TASK OBJECTIVE: Examine the entries below, count the lines holding the string "image", and respond with the number only.
::: SUPPLIED MATERIAL :::
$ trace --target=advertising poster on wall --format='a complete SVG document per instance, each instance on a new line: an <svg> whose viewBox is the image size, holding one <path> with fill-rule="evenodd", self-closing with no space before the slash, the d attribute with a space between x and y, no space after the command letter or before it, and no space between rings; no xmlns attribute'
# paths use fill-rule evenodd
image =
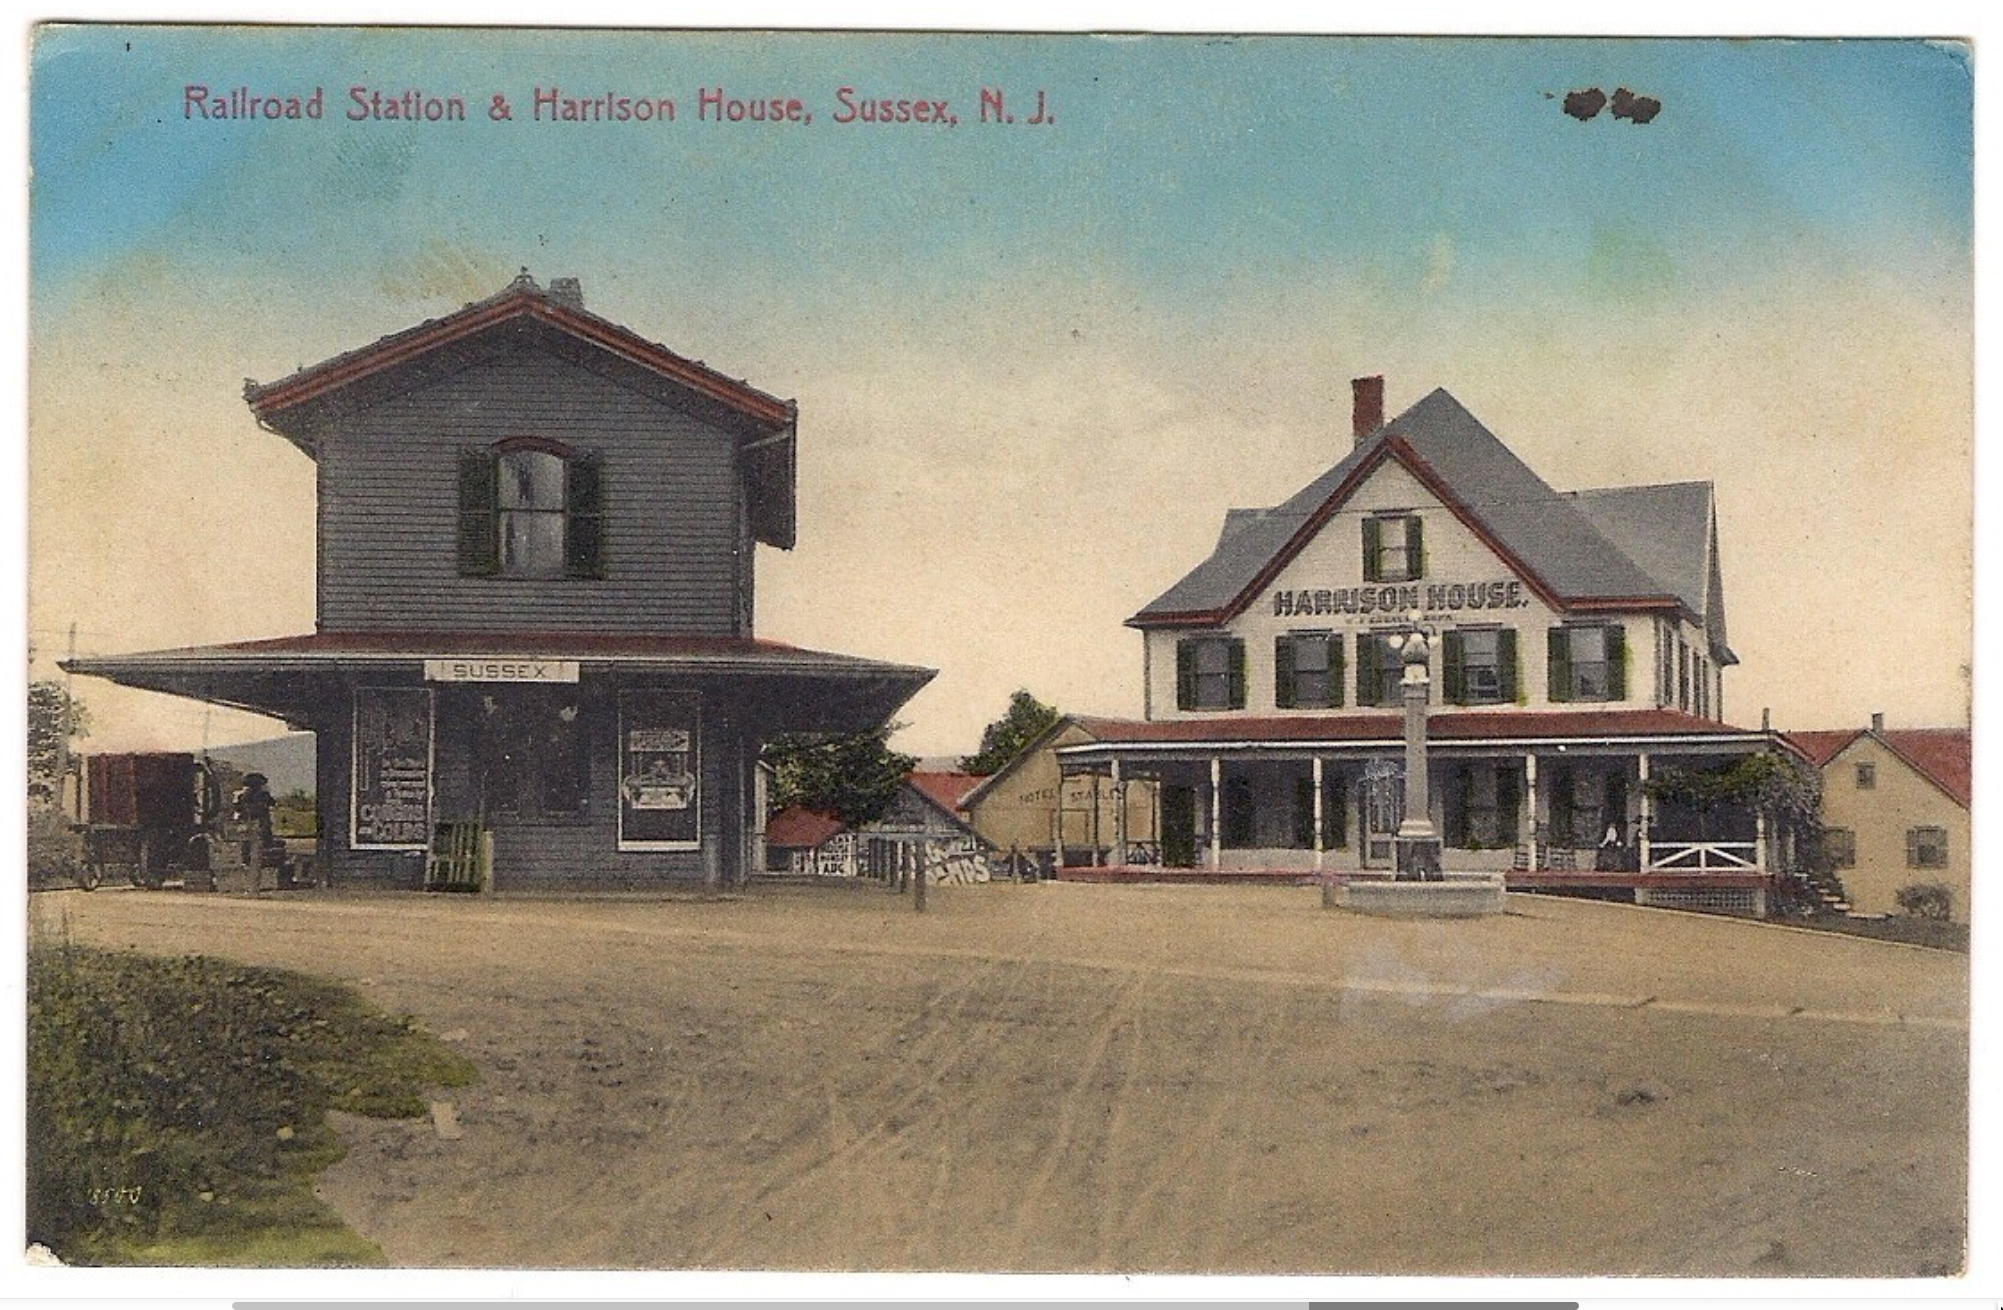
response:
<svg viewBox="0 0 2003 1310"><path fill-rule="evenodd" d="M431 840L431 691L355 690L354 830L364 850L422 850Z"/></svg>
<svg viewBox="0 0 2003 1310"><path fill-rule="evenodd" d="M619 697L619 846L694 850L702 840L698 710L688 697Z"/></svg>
:::
WORKED SOLUTION: 2